> [Fragment]:

>>>>

Regeling Financiering Actieprogramma’s Jeugd en Veiligheid 1996-1999
De Staatssecretaris van Binnenlandse Zaken, Kohnstamm en de Staatssecretaris van Onderwijs, Cultuur en Wetenschappen, Netelenbos,
Besluiten:
Artikel
1
1
In de periode van 1 januari 1996 tot en met 31 december 1999 kunnen de gemeenten Amsterdam, Rotterdam, Den Haag en Utrecht, op basis van het convenant dat het kabinet en de besturen van deze gemeenten met elkaar hebben afgesloten in het kader van het grote stedenbeleid, ten behoeve van de financiering van hun actieprogramma’s ’Jeugd en Veiligheid 1996-1999’ een bijdrage ontvangen.
2
Het bedrag dat de in het eerste lid genoemde gemeenten per jaar ten hoogste kunnen ontvangen, staat vermeld in de bijlage bij deze regeling.
3
Het gemeentebestuur van de genoemde gemeenten besteedt de aan hem uitgekeerde bijdrage als aanvullende financiering van zijn actieprogramma Jeugd en Veiligheid 1996-1999.
4
De actieprogramma’s worden uitgewerkt in jaarlijkse actieplannen, waarover in ieder geval overleg is gevoerd met het Openbaar Ministerie en de Raad voor de Kinderbescherming. Deze actieplannen vormen de operationalisatie van de output-afspraken die in het convenant terzake van ’Jeugd en Veiligheid’ zijn gemaakt.
5
Het gemeentebestuur zal jaarlijks voor 1 september aan de minister van Binnenlandse Zaken rapporteren over de stand van zaken betreffende de uitvoering van zijn actieprogramma in relatie tot het realiseren van deze output-afspraken. Hierbij wordt tevens de relatie gelegd naar het actieplan voor het daaropvolgende jaar.
6
Naar aanleiding van deze rapportage kunnen de ministers van Binnenlandse Zaken en van Onderwijs, Cultuur en Wetenschappen besluiten tot het maken van nadere afspraken met de gemeentebesturen omtrent de invulling van de actieplannen van de daaropvolgende jaren.

<<<<

> [Aangeleverd materiaal]:
>>>>

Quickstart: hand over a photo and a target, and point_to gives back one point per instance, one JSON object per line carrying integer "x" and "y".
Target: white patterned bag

<<<<

> [Opdrachten]:
1 - Geef een stuk uit de regeling woordelijk weer. Begin bij de woorden "Regeling Financiering Actieprogramma’s" en stop na de woorden "bij deze regeling.".
2 - Vóór welke datum moet het gemeentebestuur volgens de regeling elk jaar rapporteren aan de minister van Binnenlandse Zaken?
3 - Schrijf de regeling over de financiering van de actieprogramma's Jeugd en Veiligheid verder, te beginnen na het laatste lid dat getoond wordt.
De regels hierboven vormen apart materiaal en horen niet bij de regeling.

> [Antwoorden]:
1 -
Regeling Financiering Actieprogramma’s Jeugd en Veiligheid 1996-1999
De Staatssecretaris van Binnenlandse Zaken, Kohnstamm en de Staatssecretaris van Onderwijs, Cultuur en Wetenschappen, Netelenbos,
Besluiten:
Artikel
1
1
In de periode van 1 januari 1996 tot en met 31 december 1999 kunnen de gemeenten Amsterdam, Rotterdam, Den Haag en Utrecht, op basis van het convenant dat het kabinet en de besturen van deze gemeenten met elkaar hebben afgesloten in het kader van het grote stedenbeleid, ten behoeve van de financiering van hun actieprogramma’s ’Jeugd en Veiligheid 1996-1999’ een bijdrage ontvangen.
2
Het bedrag dat de in het eerste lid genoemde gemeenten per jaar ten hoogste kunnen ontvangen, staat vermeld in de bijlage bij deze regeling.

2 - Vóór 1 september.

3 -
7
Het gemeentebestuur biedt jaarlijks voor 1 september het uitgewerkte actieplan voor het komende jaar aan aan de ministers van Binnenlandse Zaken en van Onderwijs, Cultuur en Wetenschappen.
8
De bijdrage wordt in de vorm van een voorschot jaarlijks in de maand januari aan de gemeenten ter beschikking gesteld.
Artikel
2
1
Het gemeentebestuur verschaft binnen negen maanden na afloop van het jaar waarvoor de bijdrage is toegekend, de minister van Binnenlandse Zaken schriftelijk
informatie over de gerealiseerde activiteiten en de hiermee samenhangende uitgaven waarvoor de bijdrage is toegekend.
2
Binnen drie maanden na ontvangst van de informatie, bedoeld in het eerste lid, stelt de minister van Binnenlandse Zaken de bijdrage definitief vast.
3
De minister van Binnenlandse Zaken kan een verleende bijdrage geheel of gedeeltelijk terugvorderen indien uit de rekening, bedoeld in artikel 197 van de Gemeentewet dan wel uit een afzonderlijke verantwoording, voorzien van een verklaring van een accountant als bedoeld in artikel 393, eerste lid, van boek 2 van het Burgerlijk Wetboek, blijkt dat het bedrag niet in overeenstemming met deze regeling is besteed.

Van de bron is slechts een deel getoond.